> Material provided:

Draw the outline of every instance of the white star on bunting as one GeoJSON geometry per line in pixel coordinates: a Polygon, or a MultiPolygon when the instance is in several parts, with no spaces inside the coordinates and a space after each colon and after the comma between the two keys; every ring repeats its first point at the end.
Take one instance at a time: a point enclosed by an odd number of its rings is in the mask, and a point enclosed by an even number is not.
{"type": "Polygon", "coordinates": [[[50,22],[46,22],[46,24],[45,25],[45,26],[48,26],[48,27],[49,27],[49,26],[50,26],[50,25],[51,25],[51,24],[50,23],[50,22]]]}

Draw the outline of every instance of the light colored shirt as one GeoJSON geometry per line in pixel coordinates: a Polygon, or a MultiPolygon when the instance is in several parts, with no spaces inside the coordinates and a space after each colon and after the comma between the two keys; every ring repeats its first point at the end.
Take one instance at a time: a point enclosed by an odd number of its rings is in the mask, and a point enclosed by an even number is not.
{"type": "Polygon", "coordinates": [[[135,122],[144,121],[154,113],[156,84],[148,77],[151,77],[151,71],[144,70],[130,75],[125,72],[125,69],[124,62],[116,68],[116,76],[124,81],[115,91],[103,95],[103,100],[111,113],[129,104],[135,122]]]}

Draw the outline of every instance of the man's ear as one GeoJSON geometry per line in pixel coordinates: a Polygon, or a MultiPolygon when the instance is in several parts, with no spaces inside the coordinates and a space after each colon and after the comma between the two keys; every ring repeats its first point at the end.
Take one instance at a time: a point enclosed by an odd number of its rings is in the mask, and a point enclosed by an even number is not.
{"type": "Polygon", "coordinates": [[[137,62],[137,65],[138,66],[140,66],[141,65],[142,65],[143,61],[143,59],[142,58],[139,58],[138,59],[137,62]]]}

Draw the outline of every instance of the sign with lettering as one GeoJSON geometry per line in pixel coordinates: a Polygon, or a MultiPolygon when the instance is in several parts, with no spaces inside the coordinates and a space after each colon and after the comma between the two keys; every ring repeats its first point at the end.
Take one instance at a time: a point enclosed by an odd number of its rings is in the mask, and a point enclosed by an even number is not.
...
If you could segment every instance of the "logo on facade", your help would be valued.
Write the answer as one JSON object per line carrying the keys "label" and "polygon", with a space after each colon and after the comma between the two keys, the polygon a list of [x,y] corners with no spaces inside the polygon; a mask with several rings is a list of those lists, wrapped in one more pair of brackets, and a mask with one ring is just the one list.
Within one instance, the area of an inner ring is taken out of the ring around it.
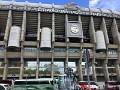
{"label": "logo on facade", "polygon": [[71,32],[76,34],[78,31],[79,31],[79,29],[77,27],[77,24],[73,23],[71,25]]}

> Work to do: Render as a Markdown table with the columns Row and Line the records from the line that contains "If you could" through the line that contains "Within one instance, the", both ends included. Each row pairs a row number with one line, and blank lines are left out.

> Task result:
| Row | Line |
|---|---|
| 1 | If you could segment every instance of the "logo on facade", your help would be valued. |
| 2 | Write the answer as one JSON object per line carrying the keys "label" and "polygon", with a space after each colon and after the comma between the two keys, the polygon a list of [x,y] corners with no spaces inside the polygon; a mask with several rings is a list of those lists, wrapped in one more pair of brackets, and a mask with one ring is just the one list. |
| 3 | Within one instance, the area of an inner ring is taken out of the ring around it. |